■ To be done
Print out the material that follows word for word.

◇ ◇ ◇

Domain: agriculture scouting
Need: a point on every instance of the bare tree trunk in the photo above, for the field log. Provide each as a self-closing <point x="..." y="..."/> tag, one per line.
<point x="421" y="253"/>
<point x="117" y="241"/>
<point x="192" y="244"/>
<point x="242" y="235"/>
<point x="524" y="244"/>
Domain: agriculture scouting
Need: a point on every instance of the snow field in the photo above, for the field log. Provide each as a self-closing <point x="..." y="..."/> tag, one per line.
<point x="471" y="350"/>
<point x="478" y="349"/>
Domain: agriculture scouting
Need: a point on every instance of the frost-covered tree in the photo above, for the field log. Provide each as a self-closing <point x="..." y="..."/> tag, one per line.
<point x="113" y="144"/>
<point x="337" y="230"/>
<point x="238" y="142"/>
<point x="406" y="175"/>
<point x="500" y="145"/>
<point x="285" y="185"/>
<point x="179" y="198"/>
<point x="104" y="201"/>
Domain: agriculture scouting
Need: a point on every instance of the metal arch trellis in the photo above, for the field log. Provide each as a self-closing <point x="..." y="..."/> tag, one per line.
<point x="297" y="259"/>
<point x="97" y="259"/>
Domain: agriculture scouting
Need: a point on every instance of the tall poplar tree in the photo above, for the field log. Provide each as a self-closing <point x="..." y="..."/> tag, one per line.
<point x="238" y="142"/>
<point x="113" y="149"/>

◇ ◇ ◇

■ Written reply
Domain: agriculture scouting
Need: a point on every instance of the bare tree trunk in the photo above, for the field log. Provide each as a self-closing <point x="..." y="..."/> tag, one per line.
<point x="421" y="253"/>
<point x="117" y="241"/>
<point x="192" y="244"/>
<point x="242" y="235"/>
<point x="524" y="244"/>
Domain: agriculture scouting
Need: a point on every instance of the snow field in the photo above, for the field log. Provide each as a self-closing <point x="..." y="..."/> tag, one per line.
<point x="471" y="350"/>
<point x="478" y="349"/>
Domain: agriculture scouting
Need: a point on every instance of the frost-covered tree in the photo above, for the field log. Provide each as a self-closing <point x="..." y="..."/> tag, one per line.
<point x="113" y="144"/>
<point x="337" y="230"/>
<point x="238" y="142"/>
<point x="406" y="175"/>
<point x="500" y="145"/>
<point x="285" y="185"/>
<point x="179" y="198"/>
<point x="104" y="201"/>
Domain: agriculture scouting
Need: a point on every instance of the metal arch trellis in the photo above, for the field log. Provide each as a self-closing <point x="..." y="..."/> tag, one per line.
<point x="297" y="259"/>
<point x="97" y="259"/>
Domain: agriculture scouting
Need: a point on every instance of the tall poplar tree in the photo above, for the field log. Provide each as a self-closing <point x="..." y="..."/> tag, one per line.
<point x="238" y="142"/>
<point x="113" y="149"/>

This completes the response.